### СПИСОК ЗАДАЧ:
(a) Со времён кого, согласно тексту о школе, берёт начало понятие той школы, о которой там идёт речь?
(b) Напишите, пожалуйста, продолжение текста о школе, начиная сразу после его последнего предложения.

### ОТРЫВОК СО СТРАНИЦЫ:
>>>>>

Тот тип школы, который я проповедую, это совершенно другое. Понятие этой школы берет свое начало со времен древних греков. Тогда некоторые свободные от работы люди встречались, выпивали, говорили, обсуждали что-то и пытались понять смысл этих слов. Пытались понять соотношение между словами и реальной жизнью. Они сами себя все время обо всем спрашивали, как будто видели это в первый раз. Они хотели понять самую суть. Я не хочу сейчас подробно говорить о греческой школе, но это именно то, как я понимаю школу.

Мне нужны другие люди, которые, возможно, имеют потребность во мне и уже с этого момента возникает общее видение. У нас может возникнуть потребность учиться вместе, тренироваться вместе и вместе танцевать. Когда в истории нашего сообщества произошло разделение, некоторое сотрудничество все же продолжалось: я продолжаю работать с братом, но также я веду свою школу, в которой танец — это база.

<<<<<

### СОХРАНЁННЫЕ ЗАПИСИ:
>>>>>

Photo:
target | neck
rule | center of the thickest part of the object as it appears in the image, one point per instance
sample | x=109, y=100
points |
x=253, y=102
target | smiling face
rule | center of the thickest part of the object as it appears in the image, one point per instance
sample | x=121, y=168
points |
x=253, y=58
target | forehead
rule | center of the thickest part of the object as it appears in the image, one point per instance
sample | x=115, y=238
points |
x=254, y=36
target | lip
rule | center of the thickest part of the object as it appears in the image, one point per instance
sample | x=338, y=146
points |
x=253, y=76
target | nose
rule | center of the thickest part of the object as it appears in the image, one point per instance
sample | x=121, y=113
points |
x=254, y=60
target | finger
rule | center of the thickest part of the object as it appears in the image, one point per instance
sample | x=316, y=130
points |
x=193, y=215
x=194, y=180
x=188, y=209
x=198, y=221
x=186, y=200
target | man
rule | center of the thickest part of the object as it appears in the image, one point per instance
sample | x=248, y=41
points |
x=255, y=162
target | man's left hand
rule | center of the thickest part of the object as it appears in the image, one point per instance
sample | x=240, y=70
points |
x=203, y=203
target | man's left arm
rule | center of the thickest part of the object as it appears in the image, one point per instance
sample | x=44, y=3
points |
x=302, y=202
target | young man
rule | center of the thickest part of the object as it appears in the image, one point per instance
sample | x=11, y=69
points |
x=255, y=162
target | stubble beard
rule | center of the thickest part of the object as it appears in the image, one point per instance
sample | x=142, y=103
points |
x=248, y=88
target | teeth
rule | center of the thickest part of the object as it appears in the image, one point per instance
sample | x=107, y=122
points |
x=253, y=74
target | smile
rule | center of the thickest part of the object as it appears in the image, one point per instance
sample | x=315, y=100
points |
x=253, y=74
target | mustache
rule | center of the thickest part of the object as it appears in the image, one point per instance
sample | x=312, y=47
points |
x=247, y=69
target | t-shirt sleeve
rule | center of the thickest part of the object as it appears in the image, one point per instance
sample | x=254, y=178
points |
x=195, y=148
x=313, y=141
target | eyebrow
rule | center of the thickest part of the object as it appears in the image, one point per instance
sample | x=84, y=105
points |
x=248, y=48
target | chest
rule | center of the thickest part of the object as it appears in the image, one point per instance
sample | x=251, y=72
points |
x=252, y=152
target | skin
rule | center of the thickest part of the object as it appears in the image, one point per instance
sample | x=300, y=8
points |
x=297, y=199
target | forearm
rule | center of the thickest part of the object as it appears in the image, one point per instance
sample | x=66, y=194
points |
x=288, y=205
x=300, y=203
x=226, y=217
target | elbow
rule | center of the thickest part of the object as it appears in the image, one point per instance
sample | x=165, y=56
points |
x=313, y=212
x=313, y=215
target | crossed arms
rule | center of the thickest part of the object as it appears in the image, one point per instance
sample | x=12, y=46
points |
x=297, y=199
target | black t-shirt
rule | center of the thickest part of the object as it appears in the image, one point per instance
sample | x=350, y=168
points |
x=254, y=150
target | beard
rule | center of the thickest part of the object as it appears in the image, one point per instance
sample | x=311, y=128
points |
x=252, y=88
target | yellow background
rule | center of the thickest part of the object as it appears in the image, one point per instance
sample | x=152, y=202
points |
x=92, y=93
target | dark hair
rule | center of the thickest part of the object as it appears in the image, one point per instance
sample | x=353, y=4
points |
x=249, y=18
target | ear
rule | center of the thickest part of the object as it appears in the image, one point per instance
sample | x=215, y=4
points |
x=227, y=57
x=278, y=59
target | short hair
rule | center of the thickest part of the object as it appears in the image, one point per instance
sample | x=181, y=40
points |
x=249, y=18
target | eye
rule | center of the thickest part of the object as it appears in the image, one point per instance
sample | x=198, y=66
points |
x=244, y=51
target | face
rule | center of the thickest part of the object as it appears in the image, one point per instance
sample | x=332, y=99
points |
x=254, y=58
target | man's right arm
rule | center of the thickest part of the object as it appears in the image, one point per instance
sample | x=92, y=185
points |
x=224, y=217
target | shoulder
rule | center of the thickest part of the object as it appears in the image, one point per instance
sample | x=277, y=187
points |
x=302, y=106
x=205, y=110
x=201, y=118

<<<<<

### ОТВЕТЫ К УПРАЖНЕНИЮ:
(a) Со времён древних греков.

(b)
Москве я предложила фрагмент этой школы, к которой этот танец имеет непосредственное отношение. Москва — это последний этап моего школообучающего, основанного на танце, маршрута. Я спроектировала его, начиная с Афин, где, как известно, были сформированы такие танцовщики, как Айседора Дункан и Раймонд Дункан, которых Греция неизменно притягивала. Потом у меня были Биеннале в Венеции, затем Тегеран, фестиваль Тегеранского Университета, и Бейрут. Москва — последняя остановка в этом маршруте.
—  Для нас это большая честь. Клаудия, по какому принципу Вы отбирали участников перформанса?
—  Что касается моей базовой в школе в Чезене, там никакого отбора нет. Приходят те, кто хочет. Что касается школ в городах, о которых мы говорим, подготовка участников была необходима, так как у нас было мало времени. Речь идет о людях, которые очень хорошо обучены и могут сразу это продемонстрировать. Чтобы сделать этот танец, необходимо хорошее чувство ритма. Люди, которых мы отбирали, очень хорошо им владели.
—  Вчера перед началом перформанса Вы сказали, что он основан на ритмах Древней Греции. Насколько Вы давали свободу вашим участникам и что было обязательным для них требованием?
—  Это квинтэссенция проблемы. Танец получается хорошо, когда есть равновесие между заданным ритмом и личной свободой.
—  Ритм во время действия задавался музыкой?
—  Музыка — это начало, и только потом приходят всякие истории, мы их сами открываем. Но на движение вдохновляет именно музыка.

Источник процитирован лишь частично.